> _PROBLEM TO WORK ON_: From the line with "of the coconut" to the line with "the black jacket", retype every line exactly, including those two, and leave out the rest of the data below.
━━━━━ GIVEN RECORDS ━━━━━
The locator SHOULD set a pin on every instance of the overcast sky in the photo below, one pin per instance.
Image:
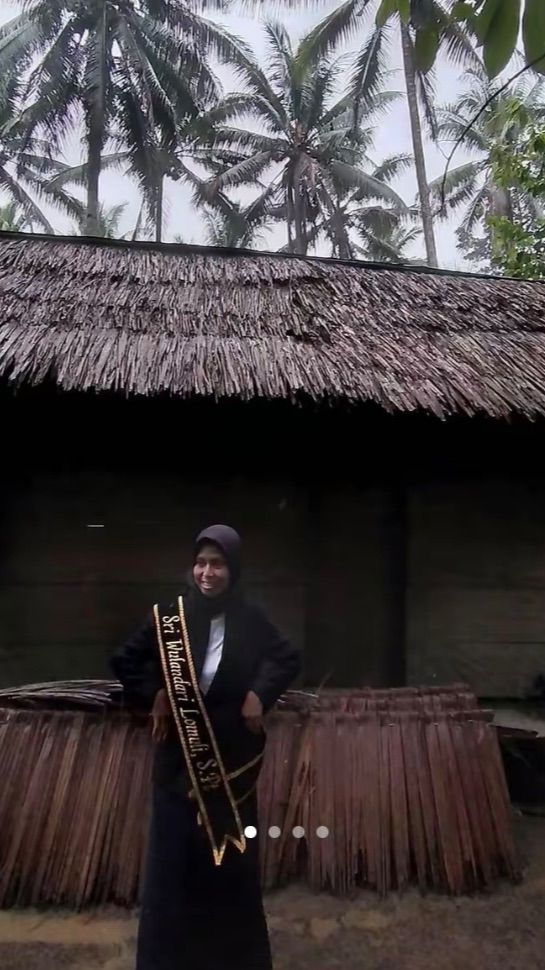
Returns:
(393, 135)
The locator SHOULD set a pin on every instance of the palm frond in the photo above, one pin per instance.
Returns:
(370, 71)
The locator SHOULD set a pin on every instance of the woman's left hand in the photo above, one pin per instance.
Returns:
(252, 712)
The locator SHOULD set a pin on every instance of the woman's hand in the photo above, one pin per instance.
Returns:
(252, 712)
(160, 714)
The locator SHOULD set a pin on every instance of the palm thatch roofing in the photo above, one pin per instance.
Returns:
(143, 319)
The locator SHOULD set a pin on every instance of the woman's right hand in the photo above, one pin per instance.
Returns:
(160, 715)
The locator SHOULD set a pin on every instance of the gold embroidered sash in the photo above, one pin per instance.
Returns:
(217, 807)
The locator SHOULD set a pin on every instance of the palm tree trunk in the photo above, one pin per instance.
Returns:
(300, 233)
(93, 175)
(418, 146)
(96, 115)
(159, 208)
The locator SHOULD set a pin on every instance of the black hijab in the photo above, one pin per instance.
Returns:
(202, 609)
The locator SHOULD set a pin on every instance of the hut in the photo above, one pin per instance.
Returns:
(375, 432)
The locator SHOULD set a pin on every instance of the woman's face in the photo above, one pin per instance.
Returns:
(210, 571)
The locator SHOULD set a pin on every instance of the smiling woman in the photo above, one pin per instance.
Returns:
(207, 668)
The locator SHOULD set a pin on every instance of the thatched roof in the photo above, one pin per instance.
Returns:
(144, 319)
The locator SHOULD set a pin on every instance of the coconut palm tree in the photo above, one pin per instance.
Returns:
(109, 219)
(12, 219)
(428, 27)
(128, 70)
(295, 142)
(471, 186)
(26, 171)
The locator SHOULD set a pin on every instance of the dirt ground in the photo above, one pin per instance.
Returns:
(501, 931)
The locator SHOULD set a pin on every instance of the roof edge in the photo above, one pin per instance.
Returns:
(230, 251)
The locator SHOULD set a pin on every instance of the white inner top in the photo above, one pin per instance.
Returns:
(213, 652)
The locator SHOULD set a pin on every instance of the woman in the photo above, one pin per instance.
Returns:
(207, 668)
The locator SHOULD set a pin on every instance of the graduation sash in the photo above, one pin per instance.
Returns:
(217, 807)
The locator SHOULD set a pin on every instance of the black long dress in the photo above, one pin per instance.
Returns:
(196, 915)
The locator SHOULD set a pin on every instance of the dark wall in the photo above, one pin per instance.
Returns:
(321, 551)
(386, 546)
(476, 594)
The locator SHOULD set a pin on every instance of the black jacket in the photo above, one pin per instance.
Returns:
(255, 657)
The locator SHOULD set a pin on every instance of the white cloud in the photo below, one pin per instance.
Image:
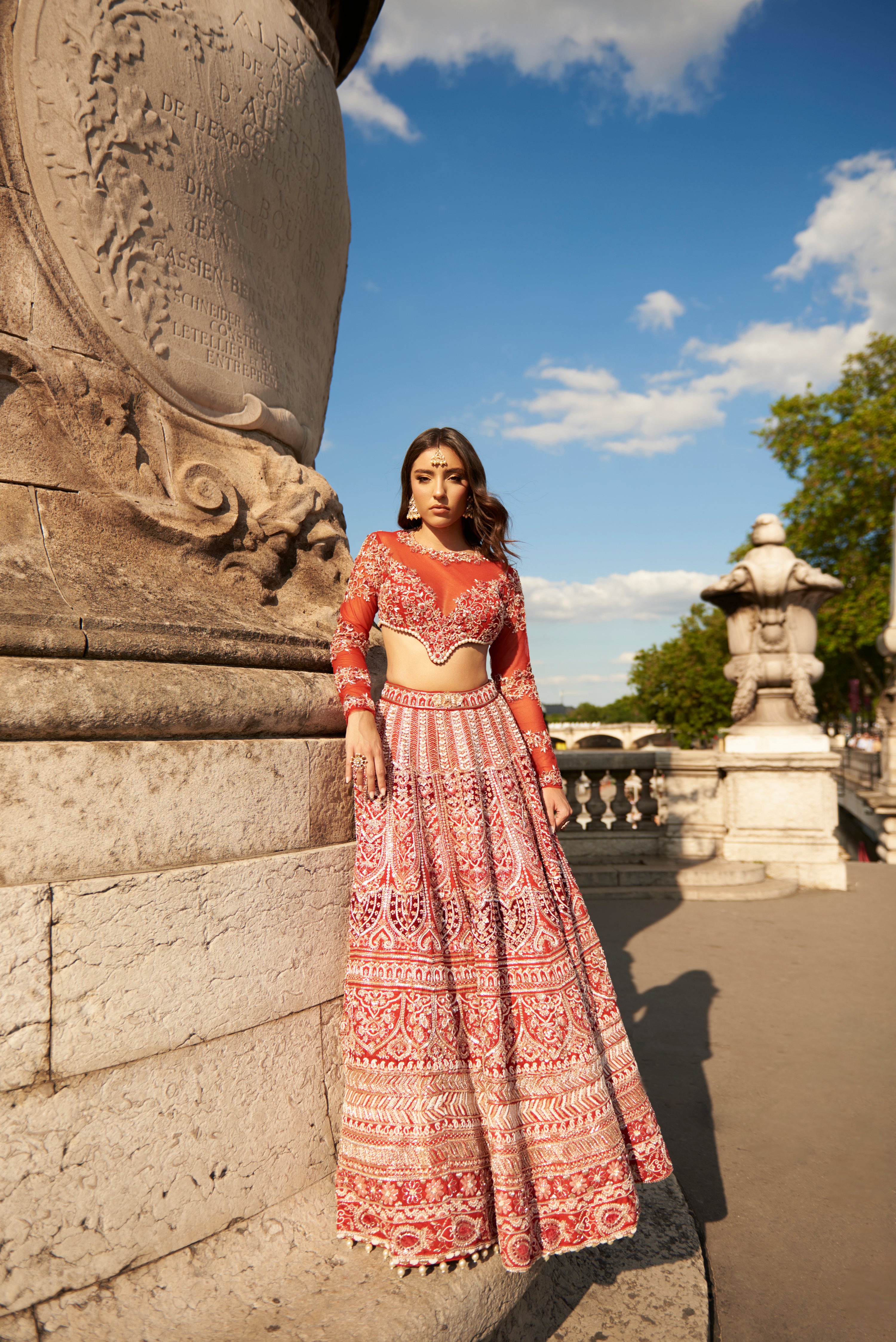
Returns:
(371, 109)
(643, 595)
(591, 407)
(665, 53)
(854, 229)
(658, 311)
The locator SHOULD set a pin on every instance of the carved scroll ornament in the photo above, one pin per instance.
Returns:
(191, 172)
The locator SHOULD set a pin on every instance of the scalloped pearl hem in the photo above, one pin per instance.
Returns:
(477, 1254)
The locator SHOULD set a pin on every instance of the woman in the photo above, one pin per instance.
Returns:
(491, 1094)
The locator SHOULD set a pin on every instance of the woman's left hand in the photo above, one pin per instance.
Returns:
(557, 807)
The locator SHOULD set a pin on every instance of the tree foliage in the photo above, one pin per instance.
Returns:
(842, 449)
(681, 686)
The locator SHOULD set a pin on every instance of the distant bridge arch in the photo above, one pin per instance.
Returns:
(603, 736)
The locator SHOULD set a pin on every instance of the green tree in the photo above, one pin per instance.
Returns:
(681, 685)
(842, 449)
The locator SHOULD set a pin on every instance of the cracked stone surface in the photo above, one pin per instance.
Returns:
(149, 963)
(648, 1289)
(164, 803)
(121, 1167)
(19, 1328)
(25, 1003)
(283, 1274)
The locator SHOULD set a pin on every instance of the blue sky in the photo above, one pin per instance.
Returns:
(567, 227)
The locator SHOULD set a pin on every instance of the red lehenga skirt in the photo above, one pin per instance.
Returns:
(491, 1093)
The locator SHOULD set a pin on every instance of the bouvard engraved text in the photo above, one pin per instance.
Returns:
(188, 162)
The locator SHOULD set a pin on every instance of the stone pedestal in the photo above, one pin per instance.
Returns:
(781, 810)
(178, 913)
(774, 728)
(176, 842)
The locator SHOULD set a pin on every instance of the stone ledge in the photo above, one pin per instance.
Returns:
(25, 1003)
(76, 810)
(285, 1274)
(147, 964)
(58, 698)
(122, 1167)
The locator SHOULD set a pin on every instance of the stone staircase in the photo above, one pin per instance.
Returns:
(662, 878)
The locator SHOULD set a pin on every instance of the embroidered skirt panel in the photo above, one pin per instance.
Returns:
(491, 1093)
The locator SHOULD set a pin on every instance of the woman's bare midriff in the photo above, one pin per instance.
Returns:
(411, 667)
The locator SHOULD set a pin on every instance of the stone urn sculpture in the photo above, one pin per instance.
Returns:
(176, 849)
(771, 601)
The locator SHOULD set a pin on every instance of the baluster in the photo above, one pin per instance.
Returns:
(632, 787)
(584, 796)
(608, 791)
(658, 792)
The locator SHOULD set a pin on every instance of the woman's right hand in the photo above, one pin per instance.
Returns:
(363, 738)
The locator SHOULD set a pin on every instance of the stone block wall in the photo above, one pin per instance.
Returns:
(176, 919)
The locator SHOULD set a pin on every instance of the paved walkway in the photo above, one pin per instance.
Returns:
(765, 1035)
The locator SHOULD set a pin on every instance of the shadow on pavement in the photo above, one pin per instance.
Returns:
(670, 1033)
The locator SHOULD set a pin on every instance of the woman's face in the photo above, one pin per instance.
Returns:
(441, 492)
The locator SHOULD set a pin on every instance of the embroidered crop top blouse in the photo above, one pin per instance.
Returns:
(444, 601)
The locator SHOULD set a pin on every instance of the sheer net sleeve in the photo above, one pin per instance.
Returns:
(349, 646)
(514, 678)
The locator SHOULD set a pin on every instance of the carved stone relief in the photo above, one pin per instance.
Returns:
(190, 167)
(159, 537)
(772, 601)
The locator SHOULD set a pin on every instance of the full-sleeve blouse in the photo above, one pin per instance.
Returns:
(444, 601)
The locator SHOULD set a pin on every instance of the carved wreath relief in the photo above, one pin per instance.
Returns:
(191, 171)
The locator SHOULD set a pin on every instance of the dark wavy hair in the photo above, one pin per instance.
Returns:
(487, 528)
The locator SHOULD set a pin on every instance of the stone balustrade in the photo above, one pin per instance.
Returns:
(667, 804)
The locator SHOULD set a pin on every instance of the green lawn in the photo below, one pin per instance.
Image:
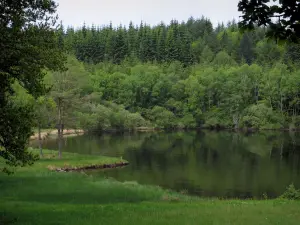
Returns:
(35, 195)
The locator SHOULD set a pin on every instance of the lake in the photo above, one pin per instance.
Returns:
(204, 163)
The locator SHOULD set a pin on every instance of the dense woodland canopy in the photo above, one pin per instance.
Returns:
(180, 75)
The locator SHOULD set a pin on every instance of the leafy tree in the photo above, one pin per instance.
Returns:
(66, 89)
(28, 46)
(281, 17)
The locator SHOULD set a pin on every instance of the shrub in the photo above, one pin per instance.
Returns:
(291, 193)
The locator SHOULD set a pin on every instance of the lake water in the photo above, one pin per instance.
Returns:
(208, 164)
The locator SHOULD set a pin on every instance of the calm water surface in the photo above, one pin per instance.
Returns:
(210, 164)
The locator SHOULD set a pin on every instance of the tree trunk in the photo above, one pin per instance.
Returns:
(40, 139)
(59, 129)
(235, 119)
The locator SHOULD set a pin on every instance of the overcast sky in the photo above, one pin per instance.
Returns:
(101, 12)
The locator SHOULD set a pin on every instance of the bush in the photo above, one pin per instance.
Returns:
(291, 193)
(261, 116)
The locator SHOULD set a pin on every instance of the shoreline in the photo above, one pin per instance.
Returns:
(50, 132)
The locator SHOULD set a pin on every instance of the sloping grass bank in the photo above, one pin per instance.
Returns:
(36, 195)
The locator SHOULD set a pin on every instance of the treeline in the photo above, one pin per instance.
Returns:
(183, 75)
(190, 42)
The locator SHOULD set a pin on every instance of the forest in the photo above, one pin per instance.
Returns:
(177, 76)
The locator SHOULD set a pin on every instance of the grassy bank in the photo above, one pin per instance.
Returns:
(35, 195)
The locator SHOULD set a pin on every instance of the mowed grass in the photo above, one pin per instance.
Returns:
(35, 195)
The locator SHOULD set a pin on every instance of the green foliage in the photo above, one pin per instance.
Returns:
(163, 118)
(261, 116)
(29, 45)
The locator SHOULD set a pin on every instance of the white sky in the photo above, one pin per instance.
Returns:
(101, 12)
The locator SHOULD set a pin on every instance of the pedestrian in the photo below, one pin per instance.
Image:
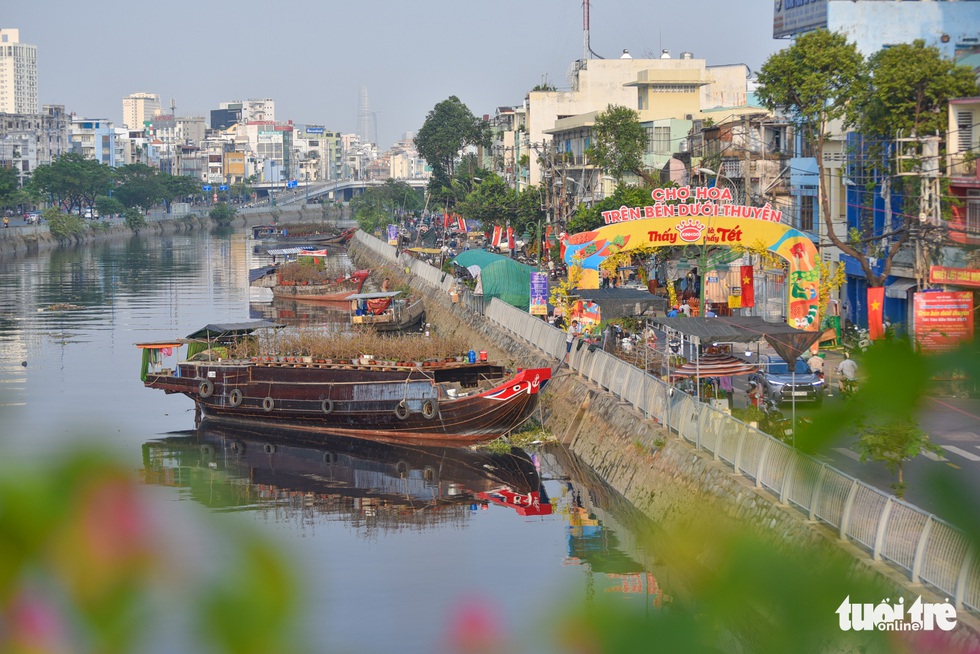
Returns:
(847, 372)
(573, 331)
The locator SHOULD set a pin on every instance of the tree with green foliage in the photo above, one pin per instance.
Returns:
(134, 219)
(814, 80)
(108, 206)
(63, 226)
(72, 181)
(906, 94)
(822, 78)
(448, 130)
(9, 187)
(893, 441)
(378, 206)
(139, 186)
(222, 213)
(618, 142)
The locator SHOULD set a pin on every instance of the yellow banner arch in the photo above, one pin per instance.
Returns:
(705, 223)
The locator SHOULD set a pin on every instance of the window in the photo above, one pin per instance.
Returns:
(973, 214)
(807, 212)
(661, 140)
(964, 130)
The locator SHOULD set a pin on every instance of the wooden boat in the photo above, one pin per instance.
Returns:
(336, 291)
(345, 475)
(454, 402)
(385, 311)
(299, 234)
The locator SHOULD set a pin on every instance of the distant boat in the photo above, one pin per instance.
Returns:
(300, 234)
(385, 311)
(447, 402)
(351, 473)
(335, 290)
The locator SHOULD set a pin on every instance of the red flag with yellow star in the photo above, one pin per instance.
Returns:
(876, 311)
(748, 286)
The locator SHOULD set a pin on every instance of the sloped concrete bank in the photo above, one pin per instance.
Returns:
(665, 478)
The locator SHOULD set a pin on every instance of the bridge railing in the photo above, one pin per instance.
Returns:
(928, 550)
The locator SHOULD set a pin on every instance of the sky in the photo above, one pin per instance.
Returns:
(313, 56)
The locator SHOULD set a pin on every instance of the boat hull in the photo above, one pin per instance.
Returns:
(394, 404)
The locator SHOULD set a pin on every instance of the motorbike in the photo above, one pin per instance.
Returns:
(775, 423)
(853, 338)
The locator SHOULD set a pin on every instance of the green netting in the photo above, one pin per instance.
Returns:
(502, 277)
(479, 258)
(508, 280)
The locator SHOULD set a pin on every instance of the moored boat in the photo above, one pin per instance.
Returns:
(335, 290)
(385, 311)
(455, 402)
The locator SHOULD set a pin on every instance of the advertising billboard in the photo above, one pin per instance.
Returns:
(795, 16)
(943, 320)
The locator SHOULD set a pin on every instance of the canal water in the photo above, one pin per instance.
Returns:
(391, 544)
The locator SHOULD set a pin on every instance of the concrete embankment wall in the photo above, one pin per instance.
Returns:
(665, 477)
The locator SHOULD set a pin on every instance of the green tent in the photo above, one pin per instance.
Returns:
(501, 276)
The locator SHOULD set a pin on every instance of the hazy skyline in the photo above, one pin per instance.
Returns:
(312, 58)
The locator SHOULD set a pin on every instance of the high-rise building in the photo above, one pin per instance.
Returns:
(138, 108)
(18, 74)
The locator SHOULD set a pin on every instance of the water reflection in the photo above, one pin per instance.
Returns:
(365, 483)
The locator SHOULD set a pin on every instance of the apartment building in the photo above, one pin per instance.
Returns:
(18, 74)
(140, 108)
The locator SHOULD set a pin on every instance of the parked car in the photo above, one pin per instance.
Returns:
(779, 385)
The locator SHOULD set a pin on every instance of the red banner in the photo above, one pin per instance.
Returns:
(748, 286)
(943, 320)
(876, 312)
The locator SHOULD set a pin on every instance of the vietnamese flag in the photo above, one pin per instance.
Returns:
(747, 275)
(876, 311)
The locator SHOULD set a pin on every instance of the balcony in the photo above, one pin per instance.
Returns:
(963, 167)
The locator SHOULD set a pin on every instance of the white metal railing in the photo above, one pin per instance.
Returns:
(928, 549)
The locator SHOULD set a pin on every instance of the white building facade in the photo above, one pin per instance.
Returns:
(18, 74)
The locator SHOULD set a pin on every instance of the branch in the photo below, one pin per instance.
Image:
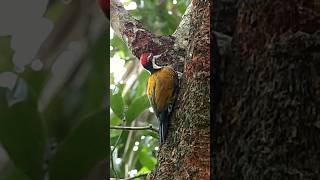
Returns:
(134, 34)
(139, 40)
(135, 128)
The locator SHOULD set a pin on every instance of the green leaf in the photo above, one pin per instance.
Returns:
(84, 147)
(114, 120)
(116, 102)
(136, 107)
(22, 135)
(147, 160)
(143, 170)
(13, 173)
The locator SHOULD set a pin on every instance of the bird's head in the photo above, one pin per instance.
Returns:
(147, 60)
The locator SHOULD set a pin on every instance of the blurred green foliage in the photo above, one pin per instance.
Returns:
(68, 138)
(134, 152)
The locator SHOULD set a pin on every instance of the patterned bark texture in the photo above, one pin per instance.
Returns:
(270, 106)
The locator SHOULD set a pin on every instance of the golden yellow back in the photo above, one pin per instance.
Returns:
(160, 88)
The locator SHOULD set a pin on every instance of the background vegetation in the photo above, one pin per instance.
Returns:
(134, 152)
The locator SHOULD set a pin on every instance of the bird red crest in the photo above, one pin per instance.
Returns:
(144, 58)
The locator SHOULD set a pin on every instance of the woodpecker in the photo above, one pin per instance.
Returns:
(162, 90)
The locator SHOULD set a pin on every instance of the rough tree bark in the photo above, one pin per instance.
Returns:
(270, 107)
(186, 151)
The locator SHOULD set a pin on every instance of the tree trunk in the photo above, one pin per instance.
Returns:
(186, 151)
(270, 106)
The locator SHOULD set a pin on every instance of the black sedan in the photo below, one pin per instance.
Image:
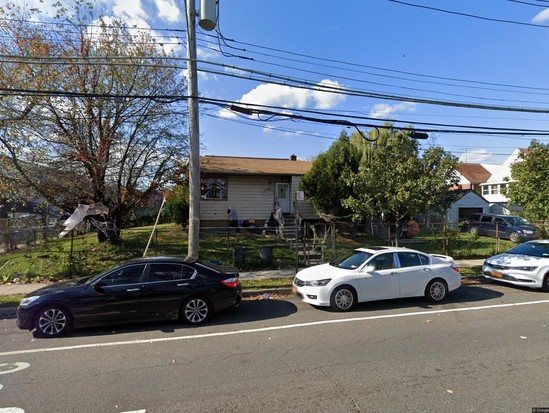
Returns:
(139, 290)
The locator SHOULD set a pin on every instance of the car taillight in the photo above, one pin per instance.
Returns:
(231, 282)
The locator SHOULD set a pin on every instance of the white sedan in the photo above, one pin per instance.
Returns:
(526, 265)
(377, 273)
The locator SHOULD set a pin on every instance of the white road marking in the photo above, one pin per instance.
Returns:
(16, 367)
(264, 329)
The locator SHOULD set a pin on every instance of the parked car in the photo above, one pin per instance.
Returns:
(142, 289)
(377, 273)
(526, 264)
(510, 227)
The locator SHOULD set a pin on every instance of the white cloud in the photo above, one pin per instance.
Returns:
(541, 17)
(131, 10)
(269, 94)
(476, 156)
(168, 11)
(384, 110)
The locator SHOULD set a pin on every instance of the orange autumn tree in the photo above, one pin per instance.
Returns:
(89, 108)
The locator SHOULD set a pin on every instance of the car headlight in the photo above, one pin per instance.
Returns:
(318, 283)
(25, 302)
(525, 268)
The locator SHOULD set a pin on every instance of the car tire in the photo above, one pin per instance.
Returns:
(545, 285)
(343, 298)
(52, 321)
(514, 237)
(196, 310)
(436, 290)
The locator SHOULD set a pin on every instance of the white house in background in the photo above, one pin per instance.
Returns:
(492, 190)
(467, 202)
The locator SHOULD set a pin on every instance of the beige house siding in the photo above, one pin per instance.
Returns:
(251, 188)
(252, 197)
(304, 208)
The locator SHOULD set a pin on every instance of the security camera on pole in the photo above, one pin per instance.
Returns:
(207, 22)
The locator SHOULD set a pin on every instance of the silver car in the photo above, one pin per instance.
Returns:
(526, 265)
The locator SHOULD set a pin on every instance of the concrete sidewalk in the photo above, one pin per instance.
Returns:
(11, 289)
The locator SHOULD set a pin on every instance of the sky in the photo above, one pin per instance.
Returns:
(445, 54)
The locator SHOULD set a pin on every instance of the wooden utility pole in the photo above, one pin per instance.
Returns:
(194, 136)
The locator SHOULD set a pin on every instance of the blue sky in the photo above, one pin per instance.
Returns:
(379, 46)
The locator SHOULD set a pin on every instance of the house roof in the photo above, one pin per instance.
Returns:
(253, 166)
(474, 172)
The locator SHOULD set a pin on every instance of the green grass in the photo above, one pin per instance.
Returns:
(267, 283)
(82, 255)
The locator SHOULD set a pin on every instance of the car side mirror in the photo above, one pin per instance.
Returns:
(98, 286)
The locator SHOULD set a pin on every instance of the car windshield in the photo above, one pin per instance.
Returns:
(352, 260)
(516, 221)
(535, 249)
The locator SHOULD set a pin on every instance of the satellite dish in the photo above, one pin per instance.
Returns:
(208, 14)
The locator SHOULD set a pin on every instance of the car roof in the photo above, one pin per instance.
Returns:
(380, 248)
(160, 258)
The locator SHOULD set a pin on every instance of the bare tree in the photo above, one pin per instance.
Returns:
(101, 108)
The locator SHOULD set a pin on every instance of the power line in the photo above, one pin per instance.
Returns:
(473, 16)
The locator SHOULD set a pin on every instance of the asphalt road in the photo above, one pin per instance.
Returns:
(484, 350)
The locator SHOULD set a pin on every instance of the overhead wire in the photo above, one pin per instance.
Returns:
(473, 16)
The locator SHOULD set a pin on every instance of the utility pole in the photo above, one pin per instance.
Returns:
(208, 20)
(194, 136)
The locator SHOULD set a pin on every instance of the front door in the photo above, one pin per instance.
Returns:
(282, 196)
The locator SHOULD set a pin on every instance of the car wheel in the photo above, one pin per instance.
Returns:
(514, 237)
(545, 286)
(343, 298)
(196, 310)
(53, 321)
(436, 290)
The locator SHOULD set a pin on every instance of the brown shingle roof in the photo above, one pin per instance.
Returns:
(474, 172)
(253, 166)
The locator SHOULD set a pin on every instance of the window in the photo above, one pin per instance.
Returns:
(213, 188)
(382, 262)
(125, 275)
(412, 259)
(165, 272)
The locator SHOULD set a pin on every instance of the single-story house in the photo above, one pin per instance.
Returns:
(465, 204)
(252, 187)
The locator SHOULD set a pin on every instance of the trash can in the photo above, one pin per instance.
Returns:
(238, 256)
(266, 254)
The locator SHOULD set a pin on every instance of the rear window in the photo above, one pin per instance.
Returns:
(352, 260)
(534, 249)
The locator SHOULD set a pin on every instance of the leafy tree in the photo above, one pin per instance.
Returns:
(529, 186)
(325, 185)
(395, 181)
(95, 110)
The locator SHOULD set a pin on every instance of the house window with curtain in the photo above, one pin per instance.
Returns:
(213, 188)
━━━━━
> _ANSWER SPACE_:
The locator SHOULD set a pin on every instance of the coconut palm tree in the photo above, one pin per instance.
Returns:
(109, 219)
(12, 219)
(428, 27)
(128, 70)
(295, 142)
(471, 186)
(26, 171)
The locator SHOULD set a pin on every instance of the dirt ground in the photo above, one pin per instance.
Returns:
(501, 931)
The locator SHOULD set a pin on every instance of the roof edge in the photo above, one pin per instance.
Returns:
(230, 251)
The locator SHOULD set a pin on every instance of the white inner top in the photo above, one pin per instance.
Returns:
(213, 652)
The locator SHOULD set a pin on every instance of the woman in the photo above, one pin per instance.
Returns:
(207, 668)
The locator SHOULD set a pin on every instance of the graduation sash in the photo above, one pin per instance.
Returns:
(217, 807)
The locator SHOULD set a pin on every instance of the black long dress in the photo above, one pin per instance.
Returns:
(196, 915)
The locator SHOULD set a pin on every instance of the dark wall in the photo above, one pin per instance.
Returns:
(321, 551)
(386, 546)
(476, 594)
The locator SHOULD set a pin on every instance of the black jacket in the photo above, one pin per instance.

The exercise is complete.